DIRECTIVES
**1)** In two sentences, summarize the deck project thread.
**2)** In the deck project thread, what bolts hold each beam-and-post joint together?
**3)** From the deck project thread, extract the passage starting at "First pic is" and ending at "make things easier.".

══ SOURCE PASSAGE ══

# My deck project.



## bonehed (Jan 2, 2014)

Started mid-March. Most of the work has been a solo venture. I have had some help from the wife, kids and a friend, but not tons. I'll let the pics tell the story.

First pic is what we had.


----------



## ecr (Jan 4, 2011)

Bonehead are your post notched to receive your beams. I can not tell from your pic. If they are not you may want to take some 2x6's and cut them about 12" long and put them under the beam. Also how is your ledger attached to the house. Is it through bolted or with anchors. We are not allowed to attach to brick Vaneer here. Framming looks good I just always have questions on decks that are high off the ground and big. There is more chance of failure, because of the chance of more people overloading. That is a good size deck to tackle by yourself. I used to do a lot of decks before I started do cabinet and trim work. I was always solo, you learn tricks to make things easier.
Keep at an always remember safety is more important then looks.


----------



## bonehed (Jan 2, 2014)

Posts are not notched, although each joint has 2 half inch grade 8 bolts through beam and post. Shear strength on the bolt is in excess of 17,000 psi. Ledger is again same type carriage bolt through ledger, brick veneer and inside rim joist, roughy 20 inch on center. This baby isn't coming down without taking the house with it. As to flying solo, a myriad of clamps have become the extra hands I was not born with, and my new best friends.


----------



## GROOVY (Apr 27, 2008)

Those stairs are wicked.... I think I used and abused many clamps myself, but I think it beats some of the help I would have had if I asked.


----------



## Trav (May 30, 2011)

Wow. Very nice upgrade. I really like the aesthetics.


----------



## jdpber (Mar 25, 2014)

Nice work


----------



## bonehed (Jan 2, 2014)

Update. Totally decked and working on the rails. Whomever thought up this copper and wood railing should be shot.

Almost done!


----------



## Taylormade (Feb 3, 2011)

Looking good!!! I'm getting ready to embark on a deck project myself so this is inspirational.


----------



## frankp (Oct 29, 2007)

I'm curious if you're reinforcing the copper with anything for when it gets hot and soft? Seems like it would have some potential for failure if anyone really fell against it. It looks quite unique, though, and that's pretty awesome.


----------



## bonehed (Jan 2, 2014)

Hadn't considered reinforcing the copper. They are sunk in forstnered holes about 3/4 inch on each side, and real tight. Have had a couple of unseasonably warm, super sunny days and the copper stays surprisingly cool. I will cross my fingers and monitor for failure. My 7 year old did look at them and said "Oh neat, a ladder" to which he got the "like hell and only if you want to be grounded for life look". He promptly moved along.


----------



## bonehed (Jan 2, 2014)

Upper deck complete, moving on to lower deck rails.


----------



## jaydawg74 (Nov 24, 2011)

Lookin good!


----------



## frankp (Oct 29, 2007)

═══
══ DATASET CONTENT ══

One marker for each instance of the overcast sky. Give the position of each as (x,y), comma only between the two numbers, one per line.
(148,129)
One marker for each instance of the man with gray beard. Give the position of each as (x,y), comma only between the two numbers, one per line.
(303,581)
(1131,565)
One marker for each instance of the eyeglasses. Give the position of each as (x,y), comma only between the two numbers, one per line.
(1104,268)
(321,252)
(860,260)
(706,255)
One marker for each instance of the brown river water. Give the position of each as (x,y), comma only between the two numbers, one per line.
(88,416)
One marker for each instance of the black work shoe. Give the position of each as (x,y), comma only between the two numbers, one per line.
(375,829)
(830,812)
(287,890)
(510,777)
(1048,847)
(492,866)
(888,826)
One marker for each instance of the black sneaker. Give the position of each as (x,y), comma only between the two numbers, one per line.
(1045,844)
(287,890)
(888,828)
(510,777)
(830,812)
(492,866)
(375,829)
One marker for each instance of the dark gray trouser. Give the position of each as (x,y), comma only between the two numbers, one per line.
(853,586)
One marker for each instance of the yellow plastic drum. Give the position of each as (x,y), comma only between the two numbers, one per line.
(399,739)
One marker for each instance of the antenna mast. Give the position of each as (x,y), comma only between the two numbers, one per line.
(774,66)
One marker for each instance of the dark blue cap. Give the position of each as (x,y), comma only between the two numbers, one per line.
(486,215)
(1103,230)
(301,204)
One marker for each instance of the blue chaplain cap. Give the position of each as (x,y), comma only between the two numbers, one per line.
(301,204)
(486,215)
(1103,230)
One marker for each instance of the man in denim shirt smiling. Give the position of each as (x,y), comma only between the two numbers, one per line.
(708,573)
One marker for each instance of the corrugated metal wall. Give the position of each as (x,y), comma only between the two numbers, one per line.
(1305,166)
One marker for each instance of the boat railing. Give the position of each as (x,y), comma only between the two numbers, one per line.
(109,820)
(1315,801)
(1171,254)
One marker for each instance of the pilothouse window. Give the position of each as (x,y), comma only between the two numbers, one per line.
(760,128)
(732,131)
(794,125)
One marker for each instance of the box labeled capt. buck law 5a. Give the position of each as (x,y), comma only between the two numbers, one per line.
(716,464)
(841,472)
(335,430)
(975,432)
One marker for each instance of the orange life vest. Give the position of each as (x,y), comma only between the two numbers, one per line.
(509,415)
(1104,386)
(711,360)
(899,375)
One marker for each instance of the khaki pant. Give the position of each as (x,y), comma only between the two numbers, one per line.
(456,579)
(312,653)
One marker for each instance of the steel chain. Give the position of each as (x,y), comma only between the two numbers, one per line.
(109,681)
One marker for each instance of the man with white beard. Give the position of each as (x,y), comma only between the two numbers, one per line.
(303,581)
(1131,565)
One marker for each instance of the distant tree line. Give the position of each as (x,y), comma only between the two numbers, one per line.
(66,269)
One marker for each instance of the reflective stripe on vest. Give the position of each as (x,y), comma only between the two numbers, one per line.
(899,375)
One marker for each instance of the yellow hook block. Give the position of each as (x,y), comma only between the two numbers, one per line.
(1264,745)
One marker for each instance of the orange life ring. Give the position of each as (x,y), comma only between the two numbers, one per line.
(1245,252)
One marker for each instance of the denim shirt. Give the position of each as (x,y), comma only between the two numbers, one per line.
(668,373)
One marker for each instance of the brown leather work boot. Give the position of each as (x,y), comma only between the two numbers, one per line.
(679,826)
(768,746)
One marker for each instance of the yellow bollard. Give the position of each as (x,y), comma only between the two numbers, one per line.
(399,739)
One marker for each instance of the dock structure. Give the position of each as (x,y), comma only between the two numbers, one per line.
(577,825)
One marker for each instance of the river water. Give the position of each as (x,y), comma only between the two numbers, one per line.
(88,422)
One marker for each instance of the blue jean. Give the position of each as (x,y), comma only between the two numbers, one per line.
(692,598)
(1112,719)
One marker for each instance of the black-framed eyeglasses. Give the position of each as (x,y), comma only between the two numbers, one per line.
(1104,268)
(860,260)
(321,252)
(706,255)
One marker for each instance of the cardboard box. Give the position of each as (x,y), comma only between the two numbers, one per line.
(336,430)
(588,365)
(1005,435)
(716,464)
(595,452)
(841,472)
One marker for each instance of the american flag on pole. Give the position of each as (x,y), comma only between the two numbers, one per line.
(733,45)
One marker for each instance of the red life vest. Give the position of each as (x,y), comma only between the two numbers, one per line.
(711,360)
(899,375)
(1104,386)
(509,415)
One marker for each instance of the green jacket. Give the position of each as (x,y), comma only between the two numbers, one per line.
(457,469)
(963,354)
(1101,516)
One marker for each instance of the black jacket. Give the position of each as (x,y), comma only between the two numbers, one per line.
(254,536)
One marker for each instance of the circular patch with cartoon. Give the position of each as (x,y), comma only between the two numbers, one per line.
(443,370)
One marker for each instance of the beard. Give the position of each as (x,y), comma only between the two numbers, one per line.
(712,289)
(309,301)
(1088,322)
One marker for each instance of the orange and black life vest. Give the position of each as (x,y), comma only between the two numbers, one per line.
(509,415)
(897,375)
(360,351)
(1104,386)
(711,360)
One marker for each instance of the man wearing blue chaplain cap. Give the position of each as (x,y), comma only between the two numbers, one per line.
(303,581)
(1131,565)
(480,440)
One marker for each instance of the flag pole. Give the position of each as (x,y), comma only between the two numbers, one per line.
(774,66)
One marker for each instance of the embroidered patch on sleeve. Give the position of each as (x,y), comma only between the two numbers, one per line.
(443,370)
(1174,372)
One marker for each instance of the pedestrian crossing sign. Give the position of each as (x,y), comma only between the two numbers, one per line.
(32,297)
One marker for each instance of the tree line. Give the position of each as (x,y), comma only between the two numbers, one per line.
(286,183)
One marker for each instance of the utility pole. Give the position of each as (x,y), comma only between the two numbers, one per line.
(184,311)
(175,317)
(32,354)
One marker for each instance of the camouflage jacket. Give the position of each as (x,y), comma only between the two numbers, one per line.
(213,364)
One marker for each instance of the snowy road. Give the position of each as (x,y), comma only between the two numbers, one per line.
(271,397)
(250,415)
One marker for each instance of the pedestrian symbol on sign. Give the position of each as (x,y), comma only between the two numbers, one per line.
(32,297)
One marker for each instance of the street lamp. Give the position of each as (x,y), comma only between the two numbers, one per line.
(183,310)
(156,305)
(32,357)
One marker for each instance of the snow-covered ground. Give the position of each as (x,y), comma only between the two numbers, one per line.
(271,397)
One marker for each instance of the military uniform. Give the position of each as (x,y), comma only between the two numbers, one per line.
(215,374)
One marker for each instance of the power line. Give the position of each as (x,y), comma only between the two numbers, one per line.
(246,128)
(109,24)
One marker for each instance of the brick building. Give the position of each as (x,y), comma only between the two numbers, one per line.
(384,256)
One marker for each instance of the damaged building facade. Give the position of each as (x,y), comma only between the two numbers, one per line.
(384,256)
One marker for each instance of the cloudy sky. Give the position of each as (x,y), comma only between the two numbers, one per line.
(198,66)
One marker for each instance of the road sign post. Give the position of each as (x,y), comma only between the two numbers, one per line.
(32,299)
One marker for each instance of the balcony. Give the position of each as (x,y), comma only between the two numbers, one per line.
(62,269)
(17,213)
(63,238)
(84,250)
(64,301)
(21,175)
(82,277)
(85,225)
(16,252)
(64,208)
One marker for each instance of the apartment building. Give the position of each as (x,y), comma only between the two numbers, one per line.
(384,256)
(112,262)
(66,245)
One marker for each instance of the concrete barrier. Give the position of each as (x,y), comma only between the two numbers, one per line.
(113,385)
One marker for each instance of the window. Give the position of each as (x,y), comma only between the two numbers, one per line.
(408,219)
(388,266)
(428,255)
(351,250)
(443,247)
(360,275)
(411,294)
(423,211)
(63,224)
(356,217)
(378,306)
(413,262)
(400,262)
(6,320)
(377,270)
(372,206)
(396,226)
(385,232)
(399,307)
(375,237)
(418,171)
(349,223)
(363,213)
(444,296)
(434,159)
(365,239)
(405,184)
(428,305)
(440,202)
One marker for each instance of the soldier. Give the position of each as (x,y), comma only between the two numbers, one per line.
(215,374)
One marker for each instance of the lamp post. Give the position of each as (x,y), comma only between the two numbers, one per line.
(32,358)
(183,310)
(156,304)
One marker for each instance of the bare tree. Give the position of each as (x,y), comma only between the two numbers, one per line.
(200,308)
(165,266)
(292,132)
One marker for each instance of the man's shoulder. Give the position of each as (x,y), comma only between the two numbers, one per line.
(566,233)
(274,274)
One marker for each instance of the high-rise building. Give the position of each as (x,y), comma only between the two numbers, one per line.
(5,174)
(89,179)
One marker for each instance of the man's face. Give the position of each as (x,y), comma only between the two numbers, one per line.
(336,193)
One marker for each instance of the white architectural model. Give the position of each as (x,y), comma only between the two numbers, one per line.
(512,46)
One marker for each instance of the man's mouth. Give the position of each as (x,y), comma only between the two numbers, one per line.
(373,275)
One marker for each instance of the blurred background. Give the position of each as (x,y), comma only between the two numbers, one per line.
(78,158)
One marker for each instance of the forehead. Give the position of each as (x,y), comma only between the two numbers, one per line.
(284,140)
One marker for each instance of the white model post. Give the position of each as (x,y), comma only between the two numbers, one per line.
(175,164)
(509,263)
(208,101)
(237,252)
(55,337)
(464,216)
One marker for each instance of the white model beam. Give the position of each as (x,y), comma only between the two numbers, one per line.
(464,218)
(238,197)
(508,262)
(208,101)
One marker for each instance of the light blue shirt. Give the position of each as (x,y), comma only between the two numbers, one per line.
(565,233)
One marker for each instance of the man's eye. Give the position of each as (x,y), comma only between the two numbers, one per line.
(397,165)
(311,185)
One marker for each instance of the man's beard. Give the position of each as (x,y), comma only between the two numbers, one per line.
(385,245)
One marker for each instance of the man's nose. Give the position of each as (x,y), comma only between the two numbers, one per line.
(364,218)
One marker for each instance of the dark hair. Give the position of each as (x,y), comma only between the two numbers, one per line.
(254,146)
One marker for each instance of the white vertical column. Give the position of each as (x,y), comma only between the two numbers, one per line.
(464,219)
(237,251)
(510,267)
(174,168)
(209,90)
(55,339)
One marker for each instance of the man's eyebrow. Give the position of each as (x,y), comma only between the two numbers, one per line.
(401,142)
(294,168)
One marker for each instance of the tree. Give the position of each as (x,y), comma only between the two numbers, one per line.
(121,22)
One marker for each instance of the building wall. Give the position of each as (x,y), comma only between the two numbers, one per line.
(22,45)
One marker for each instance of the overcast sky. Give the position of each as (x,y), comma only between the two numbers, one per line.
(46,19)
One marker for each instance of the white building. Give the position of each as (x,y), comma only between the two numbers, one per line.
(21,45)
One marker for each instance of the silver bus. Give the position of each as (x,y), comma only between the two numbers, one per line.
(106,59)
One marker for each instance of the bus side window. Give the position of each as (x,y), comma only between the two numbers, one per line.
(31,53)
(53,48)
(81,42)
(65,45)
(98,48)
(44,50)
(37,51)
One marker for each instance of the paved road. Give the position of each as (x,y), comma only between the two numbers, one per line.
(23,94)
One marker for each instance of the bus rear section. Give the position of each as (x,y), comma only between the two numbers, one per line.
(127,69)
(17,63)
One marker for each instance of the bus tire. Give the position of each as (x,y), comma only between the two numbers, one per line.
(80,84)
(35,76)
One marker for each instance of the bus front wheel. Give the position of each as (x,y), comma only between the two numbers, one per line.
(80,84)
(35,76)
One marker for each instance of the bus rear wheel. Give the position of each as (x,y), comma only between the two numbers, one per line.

═══

EXPECTED ANSWERS
**1)** A forum member building a large deck mostly alone answers safety questions by explaining that the unnotched posts are joined to the beams with two half-inch grade 8 bolts and that the ledger is carriage-bolted through the brick veneer and the inside rim joist, with clamps serving as extra hands. Later posts report progress on the copper and wood railings, which another member worries could fail when hot, and the builder replies that the copper sits tightly in holes about 3/4 inch deep on each side and stays surprisingly cool.

**2)** Two half-inch grade 8 bolts.

**3)**
First pic is what we had.


----------



## ecr (Jan 4, 2011)

Bonehead are your post notched to receive your beams. I can not tell from your pic. If they are not you may want to take some 2x6's and cut them about 12" long and put them under the beam. Also how is your ledger attached to the house. Is it through bolted or with anchors. We are not allowed to attach to brick Vaneer here. Framming looks good I just always have questions on decks that are high off the ground and big. There is more chance of failure, because of the chance of more people overloading. That is a good size deck to tackle by yourself. I used to do a lot of decks before I started do cabinet and trim work. I was always solo, you learn tricks to make things easier.